══ 提示文 ══
不動産は投資という面と個人の安定した居住場所の確保という2つの側面があります。1980年代までは投資としての不動産がより強く期待されたのですが、バブル崩壊以降は居住地としての意味合いがほとんどとなり、それこそ25年近く不動産は値上がりするものではなく、減価するものと考えれらてしまいました。値上がりする不動産を再び実感し始めたのはこの10年ぐらいでしょう。

日本のこの長い回り道は世界では例外的であり、アメリカの住宅バブル崩壊後も回復までには5-6年程度しかかかっていません。(今後中国が日本の二の舞になりそうですが。)不動産は基本的には物価スライドで価値が上がり続けるべきでありそれが妥当な評価とも言えます。仮に年間2%程度の不動産評価額の上昇があればその人が30年間住み続けたのちの不動産価値は上物の減価があってもそれなりの残存価値があるのがあるべき考え方です。

私の中で不動産とは家族間で資産を繋ぐものだと考えています。つまり祖父や父の代が購入した不動産が時間軸と共に価値上昇となり、それらが子の代に引き継がれた時、ファミリーツリーがより太くなることで個人の富の形成を行い、ひいては国富となるものであります。実はそれにより少子化対策になる面も当然出てくるのです。
═══
══ 記録データ ══
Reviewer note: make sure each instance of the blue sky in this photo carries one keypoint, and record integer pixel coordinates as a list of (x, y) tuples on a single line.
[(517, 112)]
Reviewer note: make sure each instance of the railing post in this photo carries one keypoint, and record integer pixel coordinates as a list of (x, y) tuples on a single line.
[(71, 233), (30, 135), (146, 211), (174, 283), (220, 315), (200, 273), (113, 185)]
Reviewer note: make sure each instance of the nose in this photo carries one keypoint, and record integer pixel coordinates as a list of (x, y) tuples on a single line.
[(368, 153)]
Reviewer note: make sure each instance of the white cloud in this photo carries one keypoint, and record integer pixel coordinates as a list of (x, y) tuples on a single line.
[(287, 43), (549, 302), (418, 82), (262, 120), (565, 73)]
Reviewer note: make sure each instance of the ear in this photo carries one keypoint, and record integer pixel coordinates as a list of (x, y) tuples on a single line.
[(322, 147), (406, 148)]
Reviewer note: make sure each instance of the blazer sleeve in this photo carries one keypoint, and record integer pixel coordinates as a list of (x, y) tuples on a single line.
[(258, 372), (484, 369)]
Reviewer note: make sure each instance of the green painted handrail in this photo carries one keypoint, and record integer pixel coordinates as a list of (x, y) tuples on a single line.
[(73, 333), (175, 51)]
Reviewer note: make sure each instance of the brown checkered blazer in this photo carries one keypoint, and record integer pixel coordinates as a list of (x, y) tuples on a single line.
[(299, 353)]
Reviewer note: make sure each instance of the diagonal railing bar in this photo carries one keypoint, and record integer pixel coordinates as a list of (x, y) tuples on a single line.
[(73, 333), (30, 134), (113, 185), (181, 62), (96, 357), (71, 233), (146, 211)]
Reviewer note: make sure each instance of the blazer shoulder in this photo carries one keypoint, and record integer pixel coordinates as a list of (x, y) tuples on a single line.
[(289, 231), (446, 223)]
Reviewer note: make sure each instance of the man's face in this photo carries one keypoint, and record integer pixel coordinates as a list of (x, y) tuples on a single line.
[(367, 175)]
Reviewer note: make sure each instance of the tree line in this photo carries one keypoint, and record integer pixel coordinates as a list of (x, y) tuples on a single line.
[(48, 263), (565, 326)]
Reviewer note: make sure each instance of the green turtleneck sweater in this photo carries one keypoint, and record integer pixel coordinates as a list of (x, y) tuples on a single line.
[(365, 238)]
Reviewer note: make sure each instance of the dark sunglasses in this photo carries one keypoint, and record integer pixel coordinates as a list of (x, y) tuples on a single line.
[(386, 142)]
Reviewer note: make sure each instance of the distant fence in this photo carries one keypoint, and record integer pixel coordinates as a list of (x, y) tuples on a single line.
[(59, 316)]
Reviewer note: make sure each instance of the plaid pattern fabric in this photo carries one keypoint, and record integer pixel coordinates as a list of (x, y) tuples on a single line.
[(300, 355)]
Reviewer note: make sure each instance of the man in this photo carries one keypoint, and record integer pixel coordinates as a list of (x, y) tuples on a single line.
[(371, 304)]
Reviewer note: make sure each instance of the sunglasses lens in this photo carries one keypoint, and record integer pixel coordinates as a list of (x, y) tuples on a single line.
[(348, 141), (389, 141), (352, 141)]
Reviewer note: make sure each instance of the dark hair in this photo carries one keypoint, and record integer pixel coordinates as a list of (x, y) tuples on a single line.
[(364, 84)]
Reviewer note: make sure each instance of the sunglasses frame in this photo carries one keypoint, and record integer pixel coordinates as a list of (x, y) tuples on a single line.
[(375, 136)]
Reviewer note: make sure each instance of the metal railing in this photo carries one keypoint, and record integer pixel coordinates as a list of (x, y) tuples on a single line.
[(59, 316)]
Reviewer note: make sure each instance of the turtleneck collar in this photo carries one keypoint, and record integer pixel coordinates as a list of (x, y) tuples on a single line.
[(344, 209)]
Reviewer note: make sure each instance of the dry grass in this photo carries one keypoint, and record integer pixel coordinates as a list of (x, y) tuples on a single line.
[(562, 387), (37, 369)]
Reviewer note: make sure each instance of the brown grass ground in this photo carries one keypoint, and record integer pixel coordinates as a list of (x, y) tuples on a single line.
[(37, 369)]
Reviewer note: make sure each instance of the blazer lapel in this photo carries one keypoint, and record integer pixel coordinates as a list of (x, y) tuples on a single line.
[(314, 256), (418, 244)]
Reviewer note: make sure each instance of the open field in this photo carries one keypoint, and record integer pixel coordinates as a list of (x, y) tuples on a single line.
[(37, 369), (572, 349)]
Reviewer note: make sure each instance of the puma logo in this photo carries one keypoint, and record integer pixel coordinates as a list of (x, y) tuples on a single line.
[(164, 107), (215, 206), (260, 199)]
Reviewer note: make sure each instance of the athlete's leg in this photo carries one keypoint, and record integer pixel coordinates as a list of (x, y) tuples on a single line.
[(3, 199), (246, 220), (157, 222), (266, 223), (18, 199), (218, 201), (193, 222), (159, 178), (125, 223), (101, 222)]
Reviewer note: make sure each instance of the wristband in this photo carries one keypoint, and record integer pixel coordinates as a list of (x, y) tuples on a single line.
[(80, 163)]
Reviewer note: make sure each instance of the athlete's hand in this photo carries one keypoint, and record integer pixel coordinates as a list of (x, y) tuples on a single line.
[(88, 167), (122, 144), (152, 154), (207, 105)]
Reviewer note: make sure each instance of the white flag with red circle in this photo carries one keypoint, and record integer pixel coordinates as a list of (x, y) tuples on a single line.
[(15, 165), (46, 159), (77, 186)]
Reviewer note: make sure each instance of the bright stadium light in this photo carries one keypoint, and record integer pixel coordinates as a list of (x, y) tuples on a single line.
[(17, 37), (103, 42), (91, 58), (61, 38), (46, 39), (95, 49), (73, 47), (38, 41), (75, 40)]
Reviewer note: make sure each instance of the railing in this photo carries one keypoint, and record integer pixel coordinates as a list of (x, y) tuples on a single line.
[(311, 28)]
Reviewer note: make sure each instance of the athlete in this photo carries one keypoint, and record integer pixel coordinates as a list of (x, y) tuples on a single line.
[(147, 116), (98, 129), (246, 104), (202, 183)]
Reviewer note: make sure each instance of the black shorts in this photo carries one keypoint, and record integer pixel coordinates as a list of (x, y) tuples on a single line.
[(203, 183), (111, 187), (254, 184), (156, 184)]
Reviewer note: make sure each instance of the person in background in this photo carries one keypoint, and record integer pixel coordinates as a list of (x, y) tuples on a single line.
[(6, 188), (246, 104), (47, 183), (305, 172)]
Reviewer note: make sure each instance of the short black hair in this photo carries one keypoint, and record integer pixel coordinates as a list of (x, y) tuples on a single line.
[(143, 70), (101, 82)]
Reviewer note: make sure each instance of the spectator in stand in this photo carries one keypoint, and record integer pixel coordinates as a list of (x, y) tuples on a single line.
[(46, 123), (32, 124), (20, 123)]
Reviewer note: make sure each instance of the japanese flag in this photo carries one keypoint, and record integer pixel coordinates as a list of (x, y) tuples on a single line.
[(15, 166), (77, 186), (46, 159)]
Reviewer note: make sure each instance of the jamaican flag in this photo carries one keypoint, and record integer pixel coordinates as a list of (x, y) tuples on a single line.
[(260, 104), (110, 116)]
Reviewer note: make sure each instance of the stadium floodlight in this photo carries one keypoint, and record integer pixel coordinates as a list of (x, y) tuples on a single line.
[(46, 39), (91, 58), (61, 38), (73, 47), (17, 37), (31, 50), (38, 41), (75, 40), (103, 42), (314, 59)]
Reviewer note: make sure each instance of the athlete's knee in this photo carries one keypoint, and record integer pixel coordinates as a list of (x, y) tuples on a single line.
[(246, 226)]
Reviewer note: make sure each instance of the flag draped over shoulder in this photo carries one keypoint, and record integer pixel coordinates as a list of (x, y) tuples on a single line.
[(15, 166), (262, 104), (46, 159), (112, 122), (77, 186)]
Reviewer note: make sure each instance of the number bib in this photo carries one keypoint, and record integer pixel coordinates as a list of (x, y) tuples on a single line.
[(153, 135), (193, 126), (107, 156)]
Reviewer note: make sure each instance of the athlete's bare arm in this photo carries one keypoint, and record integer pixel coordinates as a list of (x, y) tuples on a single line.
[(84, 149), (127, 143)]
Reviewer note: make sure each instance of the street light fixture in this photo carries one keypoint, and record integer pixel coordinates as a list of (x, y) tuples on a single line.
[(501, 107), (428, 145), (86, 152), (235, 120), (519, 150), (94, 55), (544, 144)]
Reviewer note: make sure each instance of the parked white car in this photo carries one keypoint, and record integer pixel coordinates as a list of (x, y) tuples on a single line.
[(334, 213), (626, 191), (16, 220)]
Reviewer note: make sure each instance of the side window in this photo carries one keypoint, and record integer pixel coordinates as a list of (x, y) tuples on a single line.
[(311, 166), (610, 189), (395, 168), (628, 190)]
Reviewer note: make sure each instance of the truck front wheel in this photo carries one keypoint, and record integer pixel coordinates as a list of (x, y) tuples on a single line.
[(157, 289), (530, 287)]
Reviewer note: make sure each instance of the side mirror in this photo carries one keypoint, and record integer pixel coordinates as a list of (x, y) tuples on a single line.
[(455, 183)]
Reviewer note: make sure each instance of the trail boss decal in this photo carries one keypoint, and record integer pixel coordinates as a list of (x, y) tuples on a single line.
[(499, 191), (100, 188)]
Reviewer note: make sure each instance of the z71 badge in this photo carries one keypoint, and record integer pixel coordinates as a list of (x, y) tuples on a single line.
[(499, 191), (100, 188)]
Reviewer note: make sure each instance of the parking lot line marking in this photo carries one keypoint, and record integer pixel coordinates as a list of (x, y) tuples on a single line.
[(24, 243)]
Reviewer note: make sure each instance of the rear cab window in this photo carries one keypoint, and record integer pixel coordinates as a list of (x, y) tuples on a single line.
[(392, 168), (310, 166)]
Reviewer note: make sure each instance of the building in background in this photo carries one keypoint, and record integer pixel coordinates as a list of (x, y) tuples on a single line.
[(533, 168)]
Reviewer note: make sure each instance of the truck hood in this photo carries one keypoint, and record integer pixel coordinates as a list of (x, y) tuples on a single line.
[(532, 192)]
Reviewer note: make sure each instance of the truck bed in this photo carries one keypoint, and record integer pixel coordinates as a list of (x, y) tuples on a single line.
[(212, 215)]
═══
設問 1
提示文によると、アメリカでは住宅バブル崩壊後、回復までにどの程度の期間がかかりましたか。
設問 2
提示文に出てくる国名をすべて挙げてください。
設問 3
提示文のうち、「私の中で不動産とは家族間で資」から「なる面も当然出てくるのです。」までを、両端を含めて一字一句そのまま書き写してください。
記録データの項目は、提示文の内容とは関係がありません。

解答 1
5〜6年程度しかかかっていません。

解答 2
日本、アメリカ、中国

解答 3
私の中で不動産とは家族間で資産を繋ぐものだと考えています。つまり祖父や父の代が購入した不動産が時間軸と共に価値上昇となり、それらが子の代に引き継がれた時、ファミリーツリーがより太くなることで個人の富の形成を行い、ひいては国富となるものであります。実はそれにより少子化対策になる面も当然出てくるのです。